▶ AUSGEWÄHLTER TEXT
□ □ □

Dieser Artikel ist größtenteils für alle Ubuntu-Versionen gültig.
Nicht umsonst sind für Veränderungen an Dateien oder Ordnern außerhalb des Homeverzeichnisses Rootrechte erforderlich. Solche Änderungen sollte man nur vornehmen, wenn man genau weiß, was man tut und welche Auswirkungen das haben kann.
Dieser Artikel beschreibt die Verzeichnisstruktur des Linux-Grundsystems. In diesen Systemverzeichnissen liegen die elementaren Programme und Konfigurationsdateien. In der Regel kann in diesen Verzeichnissen nur mit Root-Rechten geschrieben werden.
Lange Zeit brachte jedes Linux-Derivat seine eigenen Vorstellungen vom Aufbau seiner Dateiverwaltung mit. Um aber eine Vereinheitlichung und den Datenaustausch zwischen den Distributionen zu erleichtern, hat sich ein Gremium aus den wichtigsten Distributoren gebildet. Dieses Gremium erarbeitete den "Filesystem Hierarchy Standard" (FHS). Die Verzeichnisstruktur von Ubuntu richtet sich nach diesem Standard.
Die hier gezeigte Verzeichnisstruktur berücksichtigt nicht die Installation mit gesonderter Bootpartition (GRUB/Sonderformen der Installation). Die Auflistung erfolgt in alphabetischer Reihenfolge.
Erste Verzeichnisebene; entspricht in der Regel der Bootpartition (Ausnahme: Eigene Bootpartition); enthält neben den folgenden Unterverzeichnissen auch die symbolischen Verknüpfungen initrd.img und vmlinuz (siehe /boot)
Von: binaries (Programme); muss bei Systemstart vorhanden sein; enthält für Linux unverzichtbare Programme; diese Programme können von allen Benutzern ausgeführt werden; /bin darf keine Unterverzeichnisse enthalten.

□ □ □

▶ ARBEITSAUFTRÄGE
(a) Fassen Sie den Text über die Verzeichnisstruktur in zwei Sätzen zusammen.
(b) Kopieren Sie aus dem Text über die Verzeichnisstruktur wortgetreu den Abschnitt, der mit „Erste Verzeichnisebene; entspricht“ beginnt und bis einschließlich „vmlinuz (siehe /boot)“ weitergeht.
Stützen Sie sich ausschließlich auf den Text über die Verzeichnisstruktur.

▶ DATENBLOCK
□ □ □

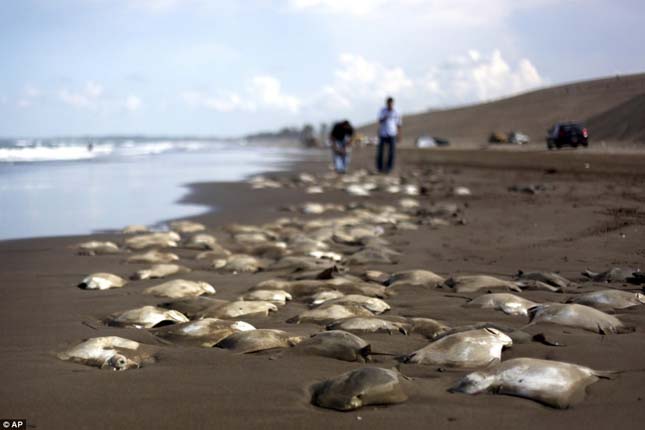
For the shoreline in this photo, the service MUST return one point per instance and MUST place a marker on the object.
(576, 223)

□ □ □

▶ LÖSUNGEN ZUR ÜBUNG
(a) Der Text beschreibt die Verzeichnisstruktur des Linux-Grundsystems, in deren Systemverzeichnissen die elementaren Programme und Konfigurationsdateien liegen und in denen in der Regel nur mit Root-Rechten geschrieben werden kann. Die Verzeichnisstruktur von Ubuntu richtet sich nach dem „Filesystem Hierarchy Standard“ (FHS), den ein Gremium aus den wichtigsten Distributoren erarbeitete, um die Vereinheitlichung und den Datenaustausch zwischen den Distributionen zu erleichtern.

(b)
Erste Verzeichnisebene; entspricht in der Regel der Bootpartition (Ausnahme: Eigene Bootpartition); enthält neben den folgenden Unterverzeichnissen auch die symbolischen Verknüpfungen initrd.img und vmlinuz (siehe /boot)